_Page excerpt_
────

The good news is my mother insisted that Stephen was far too obvious a name for anyone born on St Stephen’s Day, so my dad suggested naming me after a runner instead.
"Who?" she asked, which is when he remembered a close contemporary and his favourite Scottish distance runner, Ian Stewart.
Already a European champion from 1969, Stewart famously won the bronze medal over 5,000m the year after I was born, at the 1972 Munich Olympics, ahead of the American Steve Prefontaine, who had led for much of the race. Pre, as he was better known, was killed in a car crash three years later, and remains a properly legendary figure in American distance running.
Stewart never liked being reminded he was the man to deny Pre that bronze medal. I know that because I mentioned it when eventually meeting him, many years later, at a glitzy bar somewhere in Monte Carlo. It was at the 2001 IAAF awards, immediately post-9/11, when many people were still afraid to fly and some free invitations were still too good to turn down.
By then, Stewart had also gone on to win a European Indoor-World Cross-Country double in 1975, and when told I was named after him he insisted with similar politeness that I buy him a drink; which of course I did, burning a deep hole in my then shallow wallet.
For many years growing up I didn’t particularly enjoy running, especially not on my birthday, and there were plenty of times too when anyone who liked to christen me the Son of The Runner was promptly reminded that I had a mother too you know.

────

_Excerpted data_
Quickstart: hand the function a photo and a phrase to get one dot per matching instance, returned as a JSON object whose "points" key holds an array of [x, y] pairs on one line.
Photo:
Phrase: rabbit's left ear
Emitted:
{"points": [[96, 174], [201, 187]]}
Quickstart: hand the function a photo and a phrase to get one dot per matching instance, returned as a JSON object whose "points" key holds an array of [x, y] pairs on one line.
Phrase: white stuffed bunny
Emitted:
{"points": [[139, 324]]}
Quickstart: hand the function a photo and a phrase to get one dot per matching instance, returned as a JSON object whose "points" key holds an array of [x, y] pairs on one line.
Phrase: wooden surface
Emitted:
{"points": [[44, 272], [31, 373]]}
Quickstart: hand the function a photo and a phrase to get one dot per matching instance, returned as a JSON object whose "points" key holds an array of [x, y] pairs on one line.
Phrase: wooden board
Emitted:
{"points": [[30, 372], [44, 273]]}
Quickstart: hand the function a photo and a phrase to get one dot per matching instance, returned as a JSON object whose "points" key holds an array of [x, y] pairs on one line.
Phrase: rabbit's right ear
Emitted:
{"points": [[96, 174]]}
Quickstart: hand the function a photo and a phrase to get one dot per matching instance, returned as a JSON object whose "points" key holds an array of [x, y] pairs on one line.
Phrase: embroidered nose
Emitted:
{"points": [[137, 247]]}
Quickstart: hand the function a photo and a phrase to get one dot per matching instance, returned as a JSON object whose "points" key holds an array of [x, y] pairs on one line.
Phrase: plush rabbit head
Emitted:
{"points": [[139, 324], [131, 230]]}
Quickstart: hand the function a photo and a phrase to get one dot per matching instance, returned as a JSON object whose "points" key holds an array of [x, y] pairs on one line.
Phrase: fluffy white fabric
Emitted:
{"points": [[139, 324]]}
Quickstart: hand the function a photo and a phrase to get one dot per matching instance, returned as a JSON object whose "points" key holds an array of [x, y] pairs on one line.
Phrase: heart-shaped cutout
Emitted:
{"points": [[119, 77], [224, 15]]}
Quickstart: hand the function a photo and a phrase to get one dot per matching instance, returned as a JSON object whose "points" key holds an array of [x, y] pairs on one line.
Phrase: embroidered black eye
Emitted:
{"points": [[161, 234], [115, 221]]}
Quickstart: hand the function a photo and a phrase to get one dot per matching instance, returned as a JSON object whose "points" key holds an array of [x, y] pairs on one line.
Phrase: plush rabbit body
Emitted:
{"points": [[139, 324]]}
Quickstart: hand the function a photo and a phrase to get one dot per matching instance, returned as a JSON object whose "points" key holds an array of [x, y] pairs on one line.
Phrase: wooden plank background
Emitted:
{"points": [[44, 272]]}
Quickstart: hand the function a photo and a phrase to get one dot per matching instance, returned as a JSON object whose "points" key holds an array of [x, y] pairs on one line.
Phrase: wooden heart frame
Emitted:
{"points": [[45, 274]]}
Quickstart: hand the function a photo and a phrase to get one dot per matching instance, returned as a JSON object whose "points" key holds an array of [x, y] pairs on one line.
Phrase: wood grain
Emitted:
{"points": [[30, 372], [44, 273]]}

────

_Directive_
Pick up the piece about being named after the runner Ian Stewart right after its last sentence and write a few more paragraphs in the same voice. The listing above can be set aside; it plays no part here.

_Response to the exercise_
There were plenty of other joys to being born on St Stephen’s Day, like getting to double the value of my Christmas presents, claiming they could count as a birthday present too, knowing full well no parent would leave their child empty-handed on their birthday.
It was also one St Stephen’s Day, turning 15, when my dad asked me to come along for a run around Belfield. It was one of those dark and damp December afternoons when leaving the house for any reason didn’t seem like a good idea, especially not on my birthday, but he promised to run easy, very easy, which he did, until maybe half a lap or so when he was already two strides clear and running like it was 1971 all over again.
That was the same day which also brought the realisation of the suddenly inherent joy that comes with running, and every year since that St Stephen’s Day I’ve gone for a run, for a few years running the number of miles that directly equated my age, before my age started to run away from the number of miles. Nothing beats a run on your birthday to remind you of all that.